### SOURCE DOCUMENT
++++
For the past 250 years the idea of "learning content" has been almost synonymous with having a standardized curriculum presented by an authoritative instructor. In fact, the major innovation of the modern classroom, developed in Prussia the 1770s, was that everyone at the same grade level learned the same thing from a single teacher. The modern classroom literally immobilized learners, sitting them in rows all facing the same way, receiving instruction from the reputed expert at the front of the room (Woodill, 2010). As French philosopher Michel Foucault (1979) has pointed out, it is also a disciplinary regime, tying learners’ bodies down to a single place and making sure that they are under strict control.
++++
### DATA
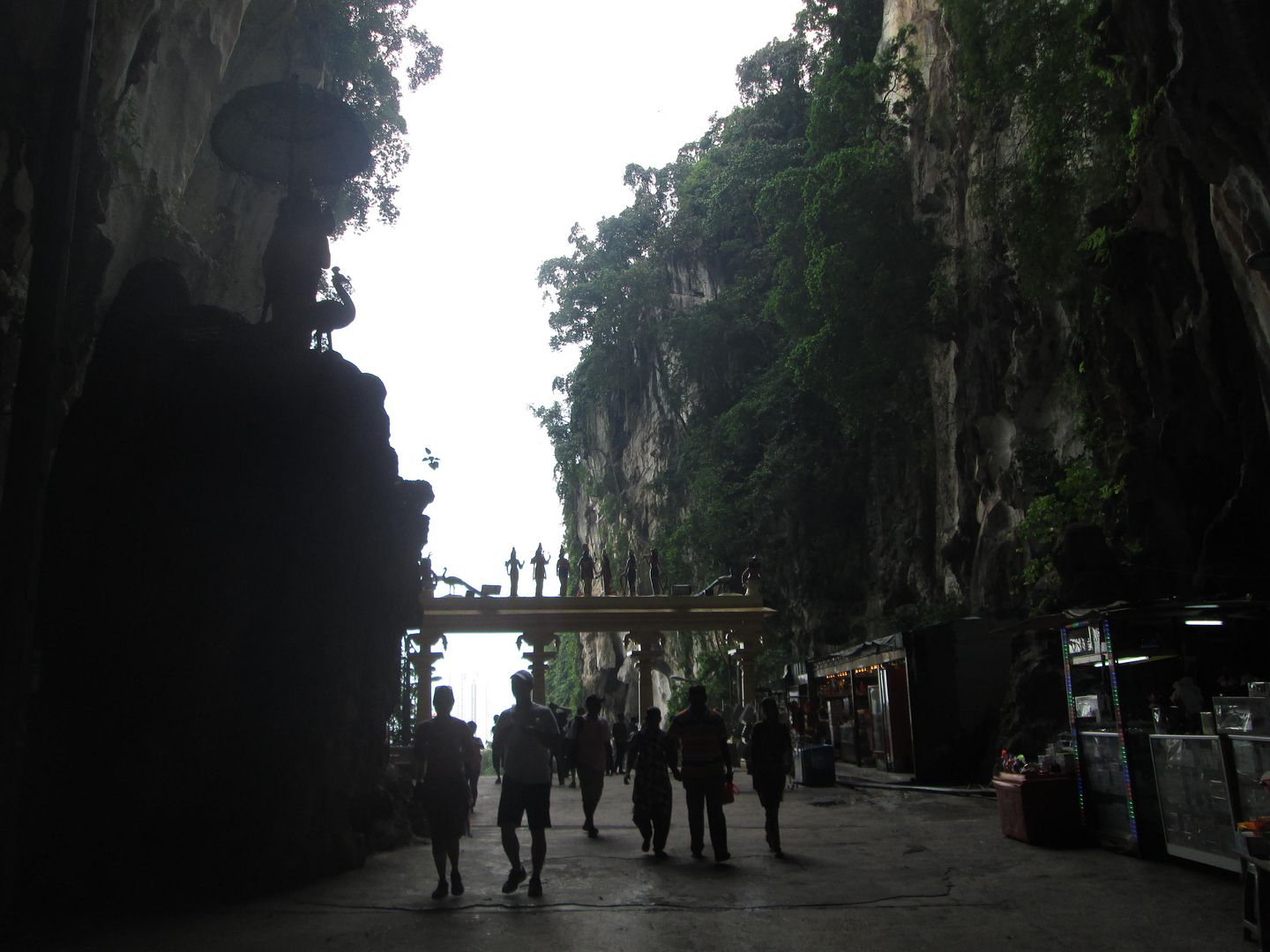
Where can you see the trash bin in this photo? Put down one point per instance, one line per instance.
++++
### DESCRIPTION OF THE TASK
Copy everything in the classroom history text from "For the past" down to "under strict control.", swapping "instructor" for "lecturer".

### ANSWER BELOW
For the past 250 years the idea of "learning content" has been almost synonymous with having a standardized curriculum presented by an authoritative lecturer. In fact, the major innovation of the modern classroom, developed in Prussia the 1770s, was that everyone at the same grade level learned the same thing from a single teacher. The modern classroom literally immobilized learners, sitting them in rows all facing the same way, receiving instruction from the reputed expert at the front of the room (Woodill, 2010). As French philosopher Michel Foucault (1979) has pointed out, it is also a disciplinary regime, tying learners’ bodies down to a single place and making sure that they are under strict control.